→ **Consigne**
Recopiez à l'identique la partie des enregistrements ci-dessous qui commence par la ligne contenant « Please tag the church », cette ligne comprise, et se poursuit jusqu'à leur toute dernière ligne, sans rien y ajouter.

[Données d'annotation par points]
━━━━
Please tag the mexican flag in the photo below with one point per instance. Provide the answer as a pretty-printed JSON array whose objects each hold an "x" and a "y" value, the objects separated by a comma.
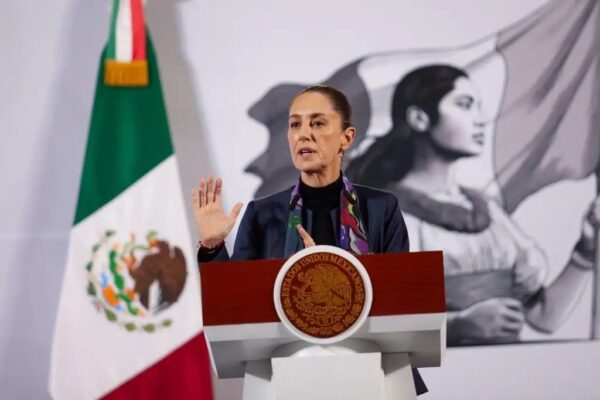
[{"x": 129, "y": 323}]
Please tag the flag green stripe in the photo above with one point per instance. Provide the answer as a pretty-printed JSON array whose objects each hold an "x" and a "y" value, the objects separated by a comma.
[
  {"x": 128, "y": 136},
  {"x": 111, "y": 51}
]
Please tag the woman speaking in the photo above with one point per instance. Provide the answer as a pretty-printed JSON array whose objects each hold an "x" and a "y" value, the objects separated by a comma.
[{"x": 322, "y": 208}]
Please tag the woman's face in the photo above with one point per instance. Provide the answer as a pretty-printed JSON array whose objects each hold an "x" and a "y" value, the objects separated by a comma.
[
  {"x": 460, "y": 128},
  {"x": 315, "y": 135}
]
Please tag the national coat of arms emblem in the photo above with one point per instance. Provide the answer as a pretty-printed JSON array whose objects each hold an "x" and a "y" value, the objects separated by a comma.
[
  {"x": 132, "y": 281},
  {"x": 323, "y": 294}
]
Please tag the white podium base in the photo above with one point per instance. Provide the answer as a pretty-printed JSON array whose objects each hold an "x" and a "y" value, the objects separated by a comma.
[{"x": 354, "y": 372}]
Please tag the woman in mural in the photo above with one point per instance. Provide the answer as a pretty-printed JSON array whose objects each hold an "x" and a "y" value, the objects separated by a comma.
[{"x": 495, "y": 274}]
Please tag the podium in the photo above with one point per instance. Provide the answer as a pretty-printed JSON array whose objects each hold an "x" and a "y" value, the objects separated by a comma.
[{"x": 405, "y": 327}]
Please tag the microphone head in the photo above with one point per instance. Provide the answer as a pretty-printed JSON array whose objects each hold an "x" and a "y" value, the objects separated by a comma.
[{"x": 294, "y": 201}]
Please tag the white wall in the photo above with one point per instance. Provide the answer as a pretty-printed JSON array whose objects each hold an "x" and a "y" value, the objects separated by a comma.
[{"x": 216, "y": 58}]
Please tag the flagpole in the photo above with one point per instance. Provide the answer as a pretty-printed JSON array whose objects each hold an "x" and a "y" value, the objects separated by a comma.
[{"x": 595, "y": 321}]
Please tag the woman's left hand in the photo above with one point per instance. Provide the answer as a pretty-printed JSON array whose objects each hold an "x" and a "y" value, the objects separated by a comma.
[
  {"x": 306, "y": 238},
  {"x": 591, "y": 224}
]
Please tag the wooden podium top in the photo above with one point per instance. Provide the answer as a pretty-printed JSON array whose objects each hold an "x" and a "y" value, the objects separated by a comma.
[{"x": 241, "y": 292}]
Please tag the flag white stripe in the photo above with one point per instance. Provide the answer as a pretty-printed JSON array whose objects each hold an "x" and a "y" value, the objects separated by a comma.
[{"x": 124, "y": 34}]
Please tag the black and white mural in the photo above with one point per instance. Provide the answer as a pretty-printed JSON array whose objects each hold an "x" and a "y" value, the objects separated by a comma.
[{"x": 463, "y": 137}]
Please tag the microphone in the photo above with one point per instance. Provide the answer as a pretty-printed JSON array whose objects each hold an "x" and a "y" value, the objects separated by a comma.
[{"x": 294, "y": 201}]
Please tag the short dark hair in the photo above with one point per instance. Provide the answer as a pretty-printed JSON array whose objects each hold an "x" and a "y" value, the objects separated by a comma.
[
  {"x": 338, "y": 100},
  {"x": 392, "y": 155}
]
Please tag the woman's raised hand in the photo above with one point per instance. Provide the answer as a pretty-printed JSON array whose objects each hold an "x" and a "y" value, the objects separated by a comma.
[{"x": 212, "y": 222}]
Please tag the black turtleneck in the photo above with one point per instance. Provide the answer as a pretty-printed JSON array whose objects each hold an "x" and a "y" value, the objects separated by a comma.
[{"x": 321, "y": 201}]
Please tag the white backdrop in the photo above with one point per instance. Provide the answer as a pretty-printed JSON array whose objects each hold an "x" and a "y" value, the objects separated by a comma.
[{"x": 216, "y": 59}]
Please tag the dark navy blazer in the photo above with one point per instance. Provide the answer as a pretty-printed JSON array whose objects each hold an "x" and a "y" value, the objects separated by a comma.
[{"x": 262, "y": 231}]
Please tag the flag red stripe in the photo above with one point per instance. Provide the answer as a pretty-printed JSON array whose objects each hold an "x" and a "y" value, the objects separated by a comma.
[{"x": 183, "y": 374}]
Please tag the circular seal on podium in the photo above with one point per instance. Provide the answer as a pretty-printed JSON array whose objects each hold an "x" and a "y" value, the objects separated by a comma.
[{"x": 323, "y": 294}]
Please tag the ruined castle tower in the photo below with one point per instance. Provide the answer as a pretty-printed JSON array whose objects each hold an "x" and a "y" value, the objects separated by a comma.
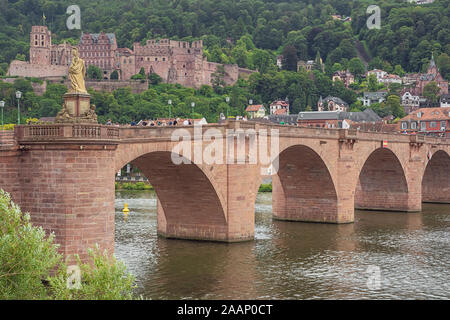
[{"x": 40, "y": 45}]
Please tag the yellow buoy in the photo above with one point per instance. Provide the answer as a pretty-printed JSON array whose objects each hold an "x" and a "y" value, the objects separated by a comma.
[{"x": 126, "y": 210}]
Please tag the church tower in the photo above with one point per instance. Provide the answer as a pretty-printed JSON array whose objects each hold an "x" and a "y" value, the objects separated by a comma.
[
  {"x": 432, "y": 69},
  {"x": 40, "y": 44}
]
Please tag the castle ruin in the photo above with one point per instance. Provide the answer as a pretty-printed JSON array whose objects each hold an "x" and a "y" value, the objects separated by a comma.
[{"x": 179, "y": 62}]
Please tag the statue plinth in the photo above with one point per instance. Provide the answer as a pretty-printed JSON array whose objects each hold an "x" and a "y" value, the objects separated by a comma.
[{"x": 77, "y": 109}]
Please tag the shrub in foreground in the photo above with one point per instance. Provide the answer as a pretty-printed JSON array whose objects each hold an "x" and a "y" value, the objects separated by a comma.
[{"x": 32, "y": 268}]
━━━━
→ **Résultat attendu**
Please tag the church tower in the photo above with one point per instance. Provide the answer as a pretty-printed JSON array whose objects each hold an "x" and a "y" value, the objects separated by a comma.
[
  {"x": 432, "y": 69},
  {"x": 40, "y": 44}
]
Please tag the castle ruin in the photo above with one point per instance. Provide the answer as a pretty-printed JSON array whose objects each hold an "x" and a "y" value, the objects separated by a comma.
[{"x": 179, "y": 62}]
Please tag the statue plinth in the photo above with one point per instance. Provide the answer as a pretty-printed JSON array whose objects each hold an "x" and a "y" value, the objects separated by a comma.
[{"x": 77, "y": 109}]
Please tag the shrub in foreground in the photo above with one point per instance. Provide the answer as a pretty-printed JSON array whose objects each hold an "x" and a "y" value, the objects separated by a comma.
[{"x": 32, "y": 268}]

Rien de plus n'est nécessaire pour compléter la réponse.